» **PROMPT**: Transcribe the tail of the listing: start at the line containing "Exercise. Put one point on every instance of the ocean" and stop after the last line, keeping every character as is and adding nothing.

-------- INFORMATION PROVIDED --------

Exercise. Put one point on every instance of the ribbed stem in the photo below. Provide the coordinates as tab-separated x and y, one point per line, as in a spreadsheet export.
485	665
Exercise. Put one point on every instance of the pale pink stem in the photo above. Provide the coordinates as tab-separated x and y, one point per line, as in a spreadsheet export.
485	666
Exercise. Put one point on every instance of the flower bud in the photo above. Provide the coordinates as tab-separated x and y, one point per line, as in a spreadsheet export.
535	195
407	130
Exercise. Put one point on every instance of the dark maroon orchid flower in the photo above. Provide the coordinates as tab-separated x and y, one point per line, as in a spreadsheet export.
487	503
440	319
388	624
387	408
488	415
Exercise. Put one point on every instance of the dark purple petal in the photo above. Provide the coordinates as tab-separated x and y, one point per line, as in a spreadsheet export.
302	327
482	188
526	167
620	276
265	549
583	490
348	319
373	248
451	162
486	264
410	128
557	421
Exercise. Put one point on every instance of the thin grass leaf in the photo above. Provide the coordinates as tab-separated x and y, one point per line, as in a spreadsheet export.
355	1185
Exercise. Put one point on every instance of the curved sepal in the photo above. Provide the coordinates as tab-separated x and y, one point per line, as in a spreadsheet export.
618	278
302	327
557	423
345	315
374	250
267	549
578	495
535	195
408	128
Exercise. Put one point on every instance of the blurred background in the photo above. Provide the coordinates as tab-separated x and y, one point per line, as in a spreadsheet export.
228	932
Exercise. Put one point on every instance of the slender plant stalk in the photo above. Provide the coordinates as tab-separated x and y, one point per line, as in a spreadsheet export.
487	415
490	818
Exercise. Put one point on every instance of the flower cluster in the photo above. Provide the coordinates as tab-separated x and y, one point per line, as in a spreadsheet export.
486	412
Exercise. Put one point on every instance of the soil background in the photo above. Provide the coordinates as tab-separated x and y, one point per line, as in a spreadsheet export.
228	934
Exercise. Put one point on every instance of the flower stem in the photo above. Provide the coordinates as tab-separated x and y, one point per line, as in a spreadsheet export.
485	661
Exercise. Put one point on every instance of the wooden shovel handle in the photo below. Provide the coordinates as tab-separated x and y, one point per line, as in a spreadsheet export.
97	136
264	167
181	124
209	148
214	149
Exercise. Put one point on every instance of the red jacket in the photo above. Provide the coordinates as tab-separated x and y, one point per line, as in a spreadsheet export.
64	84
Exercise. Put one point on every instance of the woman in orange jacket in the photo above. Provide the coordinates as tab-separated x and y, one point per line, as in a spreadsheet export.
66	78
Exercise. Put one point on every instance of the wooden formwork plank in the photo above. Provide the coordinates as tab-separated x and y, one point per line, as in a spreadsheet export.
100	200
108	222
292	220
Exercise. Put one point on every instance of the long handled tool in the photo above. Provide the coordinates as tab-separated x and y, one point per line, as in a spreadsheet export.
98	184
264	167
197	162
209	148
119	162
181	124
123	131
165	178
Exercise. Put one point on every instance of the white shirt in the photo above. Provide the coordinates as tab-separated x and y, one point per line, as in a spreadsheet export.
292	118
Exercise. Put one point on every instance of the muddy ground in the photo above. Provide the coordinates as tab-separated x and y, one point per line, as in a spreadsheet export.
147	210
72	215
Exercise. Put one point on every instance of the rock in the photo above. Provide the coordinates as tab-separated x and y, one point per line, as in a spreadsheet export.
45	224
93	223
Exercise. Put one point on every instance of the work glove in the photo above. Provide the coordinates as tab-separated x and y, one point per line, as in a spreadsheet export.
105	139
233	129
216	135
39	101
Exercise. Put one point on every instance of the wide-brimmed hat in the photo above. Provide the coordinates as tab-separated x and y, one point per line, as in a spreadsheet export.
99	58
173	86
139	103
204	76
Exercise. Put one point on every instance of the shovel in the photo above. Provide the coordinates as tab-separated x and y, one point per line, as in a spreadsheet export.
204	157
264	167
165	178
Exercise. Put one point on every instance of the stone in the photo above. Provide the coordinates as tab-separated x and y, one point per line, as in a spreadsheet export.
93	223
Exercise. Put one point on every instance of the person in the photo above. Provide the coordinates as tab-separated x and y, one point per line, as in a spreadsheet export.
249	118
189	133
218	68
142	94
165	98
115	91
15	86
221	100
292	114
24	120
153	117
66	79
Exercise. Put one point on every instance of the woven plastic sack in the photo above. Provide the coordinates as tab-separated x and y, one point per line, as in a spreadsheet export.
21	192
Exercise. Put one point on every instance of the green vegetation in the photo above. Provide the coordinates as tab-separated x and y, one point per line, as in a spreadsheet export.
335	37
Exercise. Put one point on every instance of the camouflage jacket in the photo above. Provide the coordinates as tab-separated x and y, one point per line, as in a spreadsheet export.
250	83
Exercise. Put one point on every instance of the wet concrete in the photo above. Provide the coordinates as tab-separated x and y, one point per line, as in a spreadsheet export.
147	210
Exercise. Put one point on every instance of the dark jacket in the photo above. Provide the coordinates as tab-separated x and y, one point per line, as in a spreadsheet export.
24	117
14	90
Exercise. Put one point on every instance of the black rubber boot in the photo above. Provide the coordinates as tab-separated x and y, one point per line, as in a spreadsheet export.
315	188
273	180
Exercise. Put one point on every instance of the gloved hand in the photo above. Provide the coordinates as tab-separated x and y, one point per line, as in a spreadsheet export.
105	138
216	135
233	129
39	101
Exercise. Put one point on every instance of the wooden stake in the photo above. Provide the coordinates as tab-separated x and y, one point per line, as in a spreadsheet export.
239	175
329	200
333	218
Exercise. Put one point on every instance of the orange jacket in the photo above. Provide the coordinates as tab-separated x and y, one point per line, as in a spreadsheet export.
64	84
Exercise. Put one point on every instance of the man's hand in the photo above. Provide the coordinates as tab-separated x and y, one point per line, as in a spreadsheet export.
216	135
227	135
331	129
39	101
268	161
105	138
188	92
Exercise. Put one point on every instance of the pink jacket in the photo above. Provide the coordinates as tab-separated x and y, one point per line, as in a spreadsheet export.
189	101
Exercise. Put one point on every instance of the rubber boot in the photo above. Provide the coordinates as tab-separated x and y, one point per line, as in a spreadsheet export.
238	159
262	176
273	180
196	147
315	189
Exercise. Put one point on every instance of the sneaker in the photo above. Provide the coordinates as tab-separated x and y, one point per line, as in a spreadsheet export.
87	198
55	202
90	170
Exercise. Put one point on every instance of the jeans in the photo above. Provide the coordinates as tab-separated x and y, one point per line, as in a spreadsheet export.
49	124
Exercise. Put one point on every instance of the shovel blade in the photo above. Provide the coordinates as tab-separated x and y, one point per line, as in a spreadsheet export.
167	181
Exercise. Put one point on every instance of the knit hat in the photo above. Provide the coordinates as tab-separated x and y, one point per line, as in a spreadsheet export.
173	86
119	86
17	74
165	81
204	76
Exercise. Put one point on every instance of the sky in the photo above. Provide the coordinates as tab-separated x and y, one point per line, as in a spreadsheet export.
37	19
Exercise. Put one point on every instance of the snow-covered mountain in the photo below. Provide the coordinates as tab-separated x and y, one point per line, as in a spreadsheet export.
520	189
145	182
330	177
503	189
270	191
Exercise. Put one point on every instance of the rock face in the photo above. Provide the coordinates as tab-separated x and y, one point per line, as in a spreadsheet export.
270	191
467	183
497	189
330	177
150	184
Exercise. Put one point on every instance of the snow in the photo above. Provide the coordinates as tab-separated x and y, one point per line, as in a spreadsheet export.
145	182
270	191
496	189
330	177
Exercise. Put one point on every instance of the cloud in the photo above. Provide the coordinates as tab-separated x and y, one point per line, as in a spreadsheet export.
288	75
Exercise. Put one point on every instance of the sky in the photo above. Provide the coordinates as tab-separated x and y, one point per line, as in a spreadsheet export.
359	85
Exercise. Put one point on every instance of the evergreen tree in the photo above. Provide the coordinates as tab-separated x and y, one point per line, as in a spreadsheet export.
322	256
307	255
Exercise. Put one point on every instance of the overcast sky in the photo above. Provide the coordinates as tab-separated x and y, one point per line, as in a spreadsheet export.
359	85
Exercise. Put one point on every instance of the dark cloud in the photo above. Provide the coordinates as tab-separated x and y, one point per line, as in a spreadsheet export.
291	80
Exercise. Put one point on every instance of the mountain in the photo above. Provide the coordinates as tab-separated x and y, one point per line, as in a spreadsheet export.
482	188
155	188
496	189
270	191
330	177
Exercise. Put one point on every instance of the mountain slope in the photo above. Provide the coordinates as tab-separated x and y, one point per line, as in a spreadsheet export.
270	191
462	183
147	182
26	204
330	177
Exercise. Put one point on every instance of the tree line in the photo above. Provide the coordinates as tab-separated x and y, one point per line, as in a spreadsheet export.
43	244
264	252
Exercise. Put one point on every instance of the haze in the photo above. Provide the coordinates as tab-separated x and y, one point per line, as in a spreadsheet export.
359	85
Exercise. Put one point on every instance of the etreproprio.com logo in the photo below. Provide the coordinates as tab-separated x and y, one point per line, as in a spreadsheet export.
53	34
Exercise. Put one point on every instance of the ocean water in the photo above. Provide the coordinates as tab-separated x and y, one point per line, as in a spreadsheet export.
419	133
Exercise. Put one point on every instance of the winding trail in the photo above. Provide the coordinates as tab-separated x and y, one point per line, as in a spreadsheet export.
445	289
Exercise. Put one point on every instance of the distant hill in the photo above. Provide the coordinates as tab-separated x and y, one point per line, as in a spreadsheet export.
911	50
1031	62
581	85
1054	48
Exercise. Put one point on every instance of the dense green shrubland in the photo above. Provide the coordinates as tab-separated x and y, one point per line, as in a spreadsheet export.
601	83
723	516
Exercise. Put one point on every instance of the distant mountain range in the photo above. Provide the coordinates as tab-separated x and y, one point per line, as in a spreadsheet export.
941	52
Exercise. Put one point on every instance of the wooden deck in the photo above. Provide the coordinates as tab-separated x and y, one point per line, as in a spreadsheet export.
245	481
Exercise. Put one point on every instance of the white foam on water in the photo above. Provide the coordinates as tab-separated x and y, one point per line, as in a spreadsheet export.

--------

» **OUTPUT BELOW**:
Exercise. Put one point on every instance of the ocean water in the photo above. Provide the coordinates as tab-separated x and y, one point per line, as in a spreadsheet export.
419	133
Exercise. Put one point on every instance of the winding trail in the photo above. Provide the coordinates as tab-separated x and y, one point per line, as in a spreadsheet export.
445	289
Exercise. Put one point on every instance of the distant hill in the photo above. Provide the coordinates as tab-separated x and y, one point per line, as in a spreadsheet export.
911	50
1031	62
581	85
1054	48
Exercise. Put one point on every instance of the dense green shrubland in the photo above. Provide the coordinates as tab-separated x and y, one point per line, as in a spreadsheet export.
601	83
723	516
Exercise. Put one point on every instance of the distant mountain range in the photo above. Provide the coordinates as tab-separated x and y, one point per line, as in a spreadsheet export.
941	52
Exercise. Put one point on every instance of the wooden deck in the photo above. Provide the coordinates as tab-separated x and y, one point per line, as in a spreadsheet export.
245	481
Exercise. Put one point on every instance of the white foam on water in the photo above. Provide the coordinates as tab-separated x and y, one point per line, as in a spreadsheet export.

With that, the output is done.